- _Problem statement_
Convert each line of the records below into a JSON list of strings, one string per line, and leave out any blank lines.

Begin Task inputs

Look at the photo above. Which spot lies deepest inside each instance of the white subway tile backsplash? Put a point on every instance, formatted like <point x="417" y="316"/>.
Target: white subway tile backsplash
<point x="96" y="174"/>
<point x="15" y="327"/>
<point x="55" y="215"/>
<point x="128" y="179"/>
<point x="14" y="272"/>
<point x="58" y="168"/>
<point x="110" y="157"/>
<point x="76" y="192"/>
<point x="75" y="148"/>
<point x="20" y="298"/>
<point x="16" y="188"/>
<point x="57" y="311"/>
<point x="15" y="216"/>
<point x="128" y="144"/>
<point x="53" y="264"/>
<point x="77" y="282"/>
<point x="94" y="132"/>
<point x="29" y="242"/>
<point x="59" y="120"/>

End Task inputs

- _Full answer_
[
  "Look at the photo above. Which spot lies deepest inside each instance of the white subway tile backsplash? Put a point on every instance, formatted like <point x=\"417\" y=\"316\"/>.",
  "Target: white subway tile backsplash",
  "<point x=\"96\" y=\"174\"/>",
  "<point x=\"15\" y=\"327\"/>",
  "<point x=\"55\" y=\"215\"/>",
  "<point x=\"128\" y=\"179\"/>",
  "<point x=\"14\" y=\"272\"/>",
  "<point x=\"58\" y=\"168\"/>",
  "<point x=\"110\" y=\"157\"/>",
  "<point x=\"76\" y=\"192\"/>",
  "<point x=\"75\" y=\"148\"/>",
  "<point x=\"20\" y=\"298\"/>",
  "<point x=\"16\" y=\"188\"/>",
  "<point x=\"57\" y=\"311\"/>",
  "<point x=\"15\" y=\"216\"/>",
  "<point x=\"128\" y=\"144\"/>",
  "<point x=\"53\" y=\"264\"/>",
  "<point x=\"77\" y=\"282\"/>",
  "<point x=\"94\" y=\"132\"/>",
  "<point x=\"29\" y=\"242\"/>",
  "<point x=\"59\" y=\"120\"/>"
]